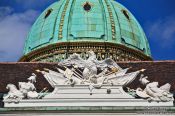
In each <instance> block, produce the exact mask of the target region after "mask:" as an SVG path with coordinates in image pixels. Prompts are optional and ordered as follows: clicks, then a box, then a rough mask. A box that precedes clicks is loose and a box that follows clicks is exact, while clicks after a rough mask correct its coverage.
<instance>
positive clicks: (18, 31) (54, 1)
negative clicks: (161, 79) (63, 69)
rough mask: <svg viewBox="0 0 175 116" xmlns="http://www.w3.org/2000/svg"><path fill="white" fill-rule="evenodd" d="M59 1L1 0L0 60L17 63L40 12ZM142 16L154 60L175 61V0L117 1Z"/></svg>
mask: <svg viewBox="0 0 175 116" xmlns="http://www.w3.org/2000/svg"><path fill="white" fill-rule="evenodd" d="M55 1H57V0H0V62H15V61H18V59H19V58H20V57H21V56H22V52H23V47H24V42H25V39H26V36H27V33H28V32H29V30H30V28H31V25H32V24H33V22H34V21H35V20H36V18H37V17H38V15H39V14H40V13H41V12H42V11H43V10H44V9H45V8H46V7H47V6H48V5H50V4H51V3H53V2H55ZM117 1H118V2H120V3H122V4H123V5H124V6H126V7H127V8H128V9H129V10H130V11H131V12H132V13H133V14H134V15H135V17H136V18H137V19H138V21H139V22H140V24H141V25H142V27H143V29H144V30H145V32H146V35H147V37H148V40H149V42H150V46H151V51H152V56H153V58H154V60H173V59H174V60H175V0H117Z"/></svg>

= = =

EXERCISE OBJECTIVE:
In the listing above, each line with the word "clicks" is to be copied out.

SOLUTION TO THE EXERCISE:
In each <instance> block, produce the exact mask of the target region after "mask:" as an SVG path with coordinates in image pixels. Prompts are optional and ordered as follows: clicks, then a box, then a rough mask. A box that precedes clicks is loose and a box that follows clicks is exact, while clicks after a rough mask correct its coverage.
positive clicks: (18, 31) (54, 1)
negative clicks: (161, 79) (63, 69)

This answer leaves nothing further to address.